Entries on locating named things:

════════════════

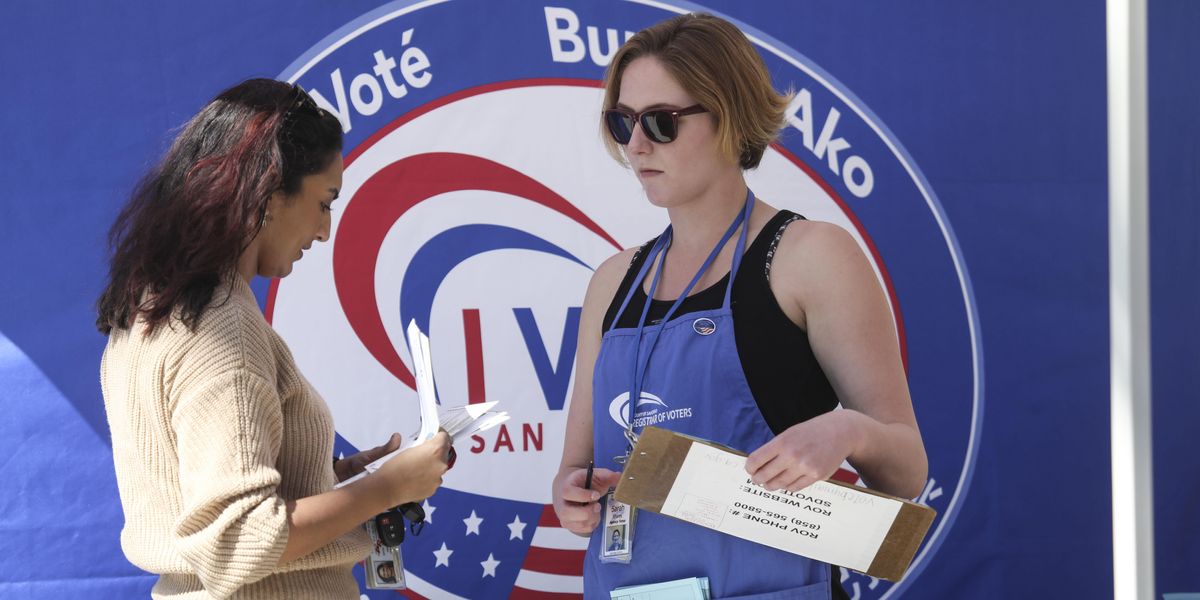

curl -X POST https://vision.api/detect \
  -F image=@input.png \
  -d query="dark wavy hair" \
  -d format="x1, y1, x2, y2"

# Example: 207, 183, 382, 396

════════════════

Task directions >>
Transcribe the entries above line for line, leaving out the pictures.

Response >>
curl -X POST https://vision.api/detect \
  -F image=@input.png \
  -d query="dark wavy hair" \
  -d format="x1, y1, x2, y2"

# Example: 207, 183, 382, 396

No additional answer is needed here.